▶ **Given exercise**
Extract all of the entries and set them down verbatim.

------ Data entries ------

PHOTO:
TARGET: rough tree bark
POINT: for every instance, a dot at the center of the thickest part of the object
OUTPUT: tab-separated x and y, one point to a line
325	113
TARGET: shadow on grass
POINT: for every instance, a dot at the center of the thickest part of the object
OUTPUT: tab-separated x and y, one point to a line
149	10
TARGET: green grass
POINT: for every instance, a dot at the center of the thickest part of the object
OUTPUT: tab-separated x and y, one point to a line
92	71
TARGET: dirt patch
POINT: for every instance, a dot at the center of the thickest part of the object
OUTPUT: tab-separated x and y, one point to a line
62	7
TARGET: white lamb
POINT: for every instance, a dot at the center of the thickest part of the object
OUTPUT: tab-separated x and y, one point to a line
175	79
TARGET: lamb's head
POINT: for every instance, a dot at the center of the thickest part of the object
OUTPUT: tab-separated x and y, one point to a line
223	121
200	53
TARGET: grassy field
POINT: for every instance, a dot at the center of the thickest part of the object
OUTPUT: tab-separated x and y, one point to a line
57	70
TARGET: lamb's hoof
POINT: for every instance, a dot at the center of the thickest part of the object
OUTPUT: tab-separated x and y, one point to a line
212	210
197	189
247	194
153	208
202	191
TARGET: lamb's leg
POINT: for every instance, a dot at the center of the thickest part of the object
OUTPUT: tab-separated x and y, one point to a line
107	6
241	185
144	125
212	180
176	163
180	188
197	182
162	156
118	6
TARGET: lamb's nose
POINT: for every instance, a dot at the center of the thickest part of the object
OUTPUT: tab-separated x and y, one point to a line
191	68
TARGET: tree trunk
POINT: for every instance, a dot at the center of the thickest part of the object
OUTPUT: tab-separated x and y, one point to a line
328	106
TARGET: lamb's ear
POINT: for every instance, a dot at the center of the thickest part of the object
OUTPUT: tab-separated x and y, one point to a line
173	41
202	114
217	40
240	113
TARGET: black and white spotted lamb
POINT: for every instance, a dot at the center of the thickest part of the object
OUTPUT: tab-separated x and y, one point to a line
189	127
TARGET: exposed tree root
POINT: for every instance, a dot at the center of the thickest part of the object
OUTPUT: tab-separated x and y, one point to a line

------

▶ **Correct response**
PHOTO:
TARGET: rough tree bark
POINT: for every instance, a dot at the center of the thickest part of the object
OUTPUT: tab-separated x and y, one point to a line
325	113
TARGET: shadow on grass
POINT: for every instance, a dot at the center of the thickest part of the object
OUTPUT: tab-separated x and y, one point to a line
149	10
TARGET: green grass
POINT: for every instance, a dot at the center of the thickest part of the object
OUTPUT: tab-separated x and y, one point to a line
92	71
TARGET: dirt patch
POINT: for every instance, a dot at the center of the thickest part of the object
OUTPUT: tab-separated x and y, one point to a line
62	7
TARGET: white lamb
POINT: for every instance, a dot at the center of the thickest part of the object
OUTPUT: tab-separated x and y, one point to a line
175	79
TARGET: lamb's head
POINT: for every instance, a dot at the center of the thickest part of the object
OUTPUT: tab-separated x and y, one point to a line
223	121
200	53
TARGET: grassy field
POINT: for every instance, a dot at the center of the thickest part of the object
OUTPUT: tab-separated x and y, one point to a line
57	70
TARGET: lamb's hoof
POINT: for every instance, a dot at the center of the thickest part of the object
OUTPUT: tab-separated x and y, one point to a line
212	210
197	189
247	194
153	208
202	191
TARGET: lamb's leg
POINT: for every instance, a dot at the center of the thickest part of the object
OUTPUT: tab-separated x and y, one point to a line
107	6
241	185
144	125
212	180
176	163
180	188
197	182
162	156
118	6
TARGET: lamb's nose
POINT: for every instance, a dot at the center of the thickest part of the object
OUTPUT: tab-separated x and y, one point to a line
191	68
TARGET: tree trunk
POINT: for every instance, a dot at the center of the thickest part of the object
OUTPUT: tab-separated x and y, one point to a line
328	106
TARGET: lamb's ear
POINT: for every instance, a dot at the center of the thickest part of the object
OUTPUT: tab-separated x and y, one point to a line
173	41
202	114
217	40
240	113
TARGET: black and white spotted lamb
POINT: for every instance, a dot at the center of the thickest part of the object
OUTPUT: tab-separated x and y, one point to a line
189	127
TARGET: exposed tree root
POINT: for every instance, a dot at the center of the thickest part of the object
OUTPUT: tab-separated x and y, one point to a line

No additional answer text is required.